Items listed in a dataset -
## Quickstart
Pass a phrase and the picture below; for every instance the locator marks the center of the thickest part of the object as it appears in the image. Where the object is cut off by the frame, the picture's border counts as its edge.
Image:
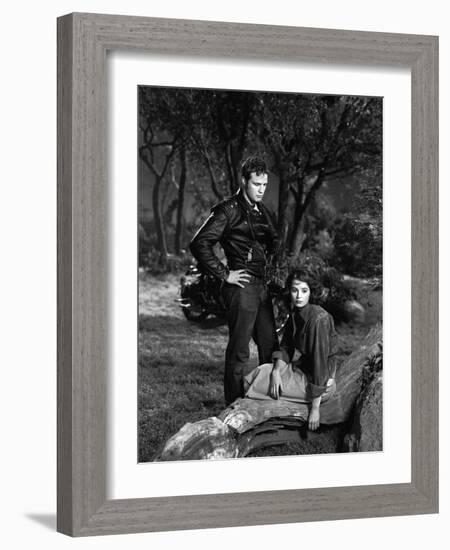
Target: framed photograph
(169, 147)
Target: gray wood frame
(83, 40)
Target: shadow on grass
(180, 378)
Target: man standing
(244, 228)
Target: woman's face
(300, 293)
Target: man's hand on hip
(237, 277)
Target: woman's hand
(275, 386)
(314, 419)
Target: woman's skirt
(294, 384)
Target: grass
(181, 368)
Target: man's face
(255, 187)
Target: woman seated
(303, 370)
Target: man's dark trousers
(250, 315)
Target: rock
(366, 433)
(249, 424)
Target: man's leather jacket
(246, 235)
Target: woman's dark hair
(310, 278)
(255, 164)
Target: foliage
(358, 235)
(199, 137)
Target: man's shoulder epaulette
(227, 205)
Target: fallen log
(249, 424)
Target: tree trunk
(160, 234)
(283, 200)
(297, 239)
(181, 188)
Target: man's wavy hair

Problem statement - In the copy, include every entry above exactly and leave out each picture.

Reply to the task -
## Quickstart
Pass a phrase and the picture below; for every instance the locator marks the center of the thickest part of the object as it appears in the image. Where the object is cut off by the frame, the picture's border counts as its edge.
Image:
Target: framed photograph
(169, 147)
Target: gray wood frame
(83, 40)
Target: shadow on grass
(180, 378)
Target: man standing
(244, 228)
Target: woman's face
(300, 293)
Target: man's hand on hip
(237, 277)
Target: woman's hand
(275, 386)
(314, 419)
Target: woman's skirt
(294, 384)
Target: grass
(181, 368)
Target: man's face
(255, 187)
Target: woman seated
(303, 370)
Target: man's dark trousers
(250, 315)
Target: rock
(366, 433)
(249, 424)
Target: man's leather jacket
(246, 235)
Target: woman's dark hair
(310, 278)
(255, 164)
Target: foliage
(358, 235)
(199, 137)
Target: man's shoulder epaulette
(227, 205)
Target: fallen log
(249, 424)
Target: tree trunk
(160, 234)
(283, 200)
(297, 239)
(181, 188)
Target: man's wavy hair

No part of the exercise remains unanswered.